Object point labels:
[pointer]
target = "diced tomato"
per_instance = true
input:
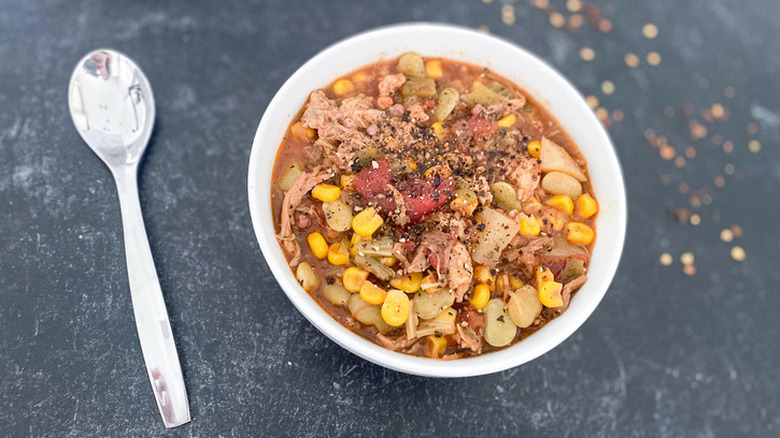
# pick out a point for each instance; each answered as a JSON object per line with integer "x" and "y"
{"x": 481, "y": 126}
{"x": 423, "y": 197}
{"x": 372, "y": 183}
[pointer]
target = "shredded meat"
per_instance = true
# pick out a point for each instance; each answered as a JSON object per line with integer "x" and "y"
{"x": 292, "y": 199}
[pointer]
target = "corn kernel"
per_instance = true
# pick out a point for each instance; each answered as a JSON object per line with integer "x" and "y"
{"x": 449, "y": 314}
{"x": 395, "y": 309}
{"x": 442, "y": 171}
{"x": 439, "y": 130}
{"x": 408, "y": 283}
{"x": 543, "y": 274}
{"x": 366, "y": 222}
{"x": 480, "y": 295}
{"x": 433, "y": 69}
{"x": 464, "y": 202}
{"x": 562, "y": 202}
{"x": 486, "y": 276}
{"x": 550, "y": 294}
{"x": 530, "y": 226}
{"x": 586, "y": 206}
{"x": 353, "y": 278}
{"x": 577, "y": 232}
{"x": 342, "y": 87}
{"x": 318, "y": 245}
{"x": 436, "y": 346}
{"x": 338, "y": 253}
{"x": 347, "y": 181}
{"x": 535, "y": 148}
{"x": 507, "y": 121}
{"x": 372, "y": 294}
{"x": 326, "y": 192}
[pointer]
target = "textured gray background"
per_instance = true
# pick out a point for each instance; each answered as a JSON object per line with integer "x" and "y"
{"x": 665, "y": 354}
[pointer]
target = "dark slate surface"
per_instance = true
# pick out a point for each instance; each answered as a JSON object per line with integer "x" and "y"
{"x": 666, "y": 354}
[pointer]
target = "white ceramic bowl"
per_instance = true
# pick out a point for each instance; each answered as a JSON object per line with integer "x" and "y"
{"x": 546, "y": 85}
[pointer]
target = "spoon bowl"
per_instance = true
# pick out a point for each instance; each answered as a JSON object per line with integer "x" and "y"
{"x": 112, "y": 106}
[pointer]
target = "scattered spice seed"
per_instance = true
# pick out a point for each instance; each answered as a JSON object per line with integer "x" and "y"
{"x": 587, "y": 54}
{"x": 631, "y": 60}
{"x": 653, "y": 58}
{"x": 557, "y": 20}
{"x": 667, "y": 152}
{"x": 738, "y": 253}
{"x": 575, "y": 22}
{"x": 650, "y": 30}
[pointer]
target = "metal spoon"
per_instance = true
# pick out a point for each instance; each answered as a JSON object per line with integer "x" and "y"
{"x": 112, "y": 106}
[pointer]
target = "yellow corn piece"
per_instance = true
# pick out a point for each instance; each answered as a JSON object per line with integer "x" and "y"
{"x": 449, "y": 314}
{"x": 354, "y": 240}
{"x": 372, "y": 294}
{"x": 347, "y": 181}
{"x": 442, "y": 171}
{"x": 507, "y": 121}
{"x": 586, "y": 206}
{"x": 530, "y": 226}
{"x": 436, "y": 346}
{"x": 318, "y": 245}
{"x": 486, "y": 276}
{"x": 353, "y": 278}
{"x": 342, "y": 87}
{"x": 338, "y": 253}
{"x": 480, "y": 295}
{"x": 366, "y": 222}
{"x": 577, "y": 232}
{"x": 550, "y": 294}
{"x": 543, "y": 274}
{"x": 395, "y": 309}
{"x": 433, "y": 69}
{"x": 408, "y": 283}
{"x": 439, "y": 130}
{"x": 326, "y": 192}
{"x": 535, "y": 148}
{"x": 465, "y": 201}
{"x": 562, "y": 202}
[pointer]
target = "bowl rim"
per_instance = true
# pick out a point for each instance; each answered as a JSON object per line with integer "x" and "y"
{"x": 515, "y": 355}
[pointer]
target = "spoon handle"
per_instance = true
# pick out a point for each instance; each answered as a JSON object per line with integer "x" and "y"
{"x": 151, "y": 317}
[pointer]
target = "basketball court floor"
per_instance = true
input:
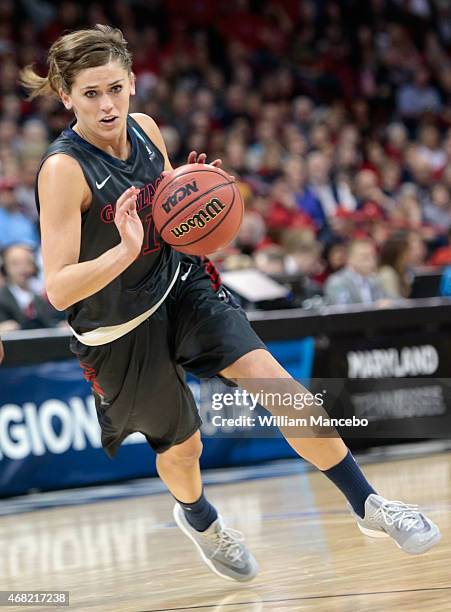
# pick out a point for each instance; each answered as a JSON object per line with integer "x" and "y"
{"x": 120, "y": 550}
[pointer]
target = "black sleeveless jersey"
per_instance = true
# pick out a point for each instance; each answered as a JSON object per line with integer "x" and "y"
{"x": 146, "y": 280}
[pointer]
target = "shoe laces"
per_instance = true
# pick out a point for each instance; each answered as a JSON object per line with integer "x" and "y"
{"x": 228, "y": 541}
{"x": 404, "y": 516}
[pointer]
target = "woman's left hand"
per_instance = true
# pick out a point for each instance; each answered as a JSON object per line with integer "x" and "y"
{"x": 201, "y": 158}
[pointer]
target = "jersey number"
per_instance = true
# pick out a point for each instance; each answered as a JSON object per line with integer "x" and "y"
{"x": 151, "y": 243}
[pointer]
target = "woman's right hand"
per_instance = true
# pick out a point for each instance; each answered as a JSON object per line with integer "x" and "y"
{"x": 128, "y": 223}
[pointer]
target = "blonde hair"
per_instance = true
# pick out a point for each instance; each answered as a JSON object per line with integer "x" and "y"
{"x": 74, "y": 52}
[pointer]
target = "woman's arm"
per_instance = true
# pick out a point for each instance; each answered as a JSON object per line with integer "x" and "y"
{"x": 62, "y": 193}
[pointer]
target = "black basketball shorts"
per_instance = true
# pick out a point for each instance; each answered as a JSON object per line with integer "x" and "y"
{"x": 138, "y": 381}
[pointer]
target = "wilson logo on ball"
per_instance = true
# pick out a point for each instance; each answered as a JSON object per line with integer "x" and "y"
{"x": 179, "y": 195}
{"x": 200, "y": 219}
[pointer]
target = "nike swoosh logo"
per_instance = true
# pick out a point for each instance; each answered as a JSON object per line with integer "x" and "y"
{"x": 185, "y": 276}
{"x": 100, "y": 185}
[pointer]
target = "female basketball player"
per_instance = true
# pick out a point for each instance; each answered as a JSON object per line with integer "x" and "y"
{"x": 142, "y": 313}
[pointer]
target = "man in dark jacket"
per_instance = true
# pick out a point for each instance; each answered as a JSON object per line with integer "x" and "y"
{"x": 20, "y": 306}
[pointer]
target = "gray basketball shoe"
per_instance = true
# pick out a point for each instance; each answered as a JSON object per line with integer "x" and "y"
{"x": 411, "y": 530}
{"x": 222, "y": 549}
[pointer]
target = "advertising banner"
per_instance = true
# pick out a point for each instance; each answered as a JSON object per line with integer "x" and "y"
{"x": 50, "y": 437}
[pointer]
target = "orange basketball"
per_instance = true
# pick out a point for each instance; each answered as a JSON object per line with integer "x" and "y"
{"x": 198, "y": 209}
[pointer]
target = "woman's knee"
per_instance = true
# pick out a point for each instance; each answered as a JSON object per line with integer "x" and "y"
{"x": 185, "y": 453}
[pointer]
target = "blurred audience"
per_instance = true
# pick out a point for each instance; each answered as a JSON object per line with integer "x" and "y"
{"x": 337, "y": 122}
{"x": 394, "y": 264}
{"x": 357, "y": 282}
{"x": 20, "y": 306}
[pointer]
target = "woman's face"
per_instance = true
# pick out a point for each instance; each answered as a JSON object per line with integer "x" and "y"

**What you need to do:** Collect every line above that contains the string "shoe".

**Exercise output:**
target = "shoe laces"
target = "gray basketball shoe"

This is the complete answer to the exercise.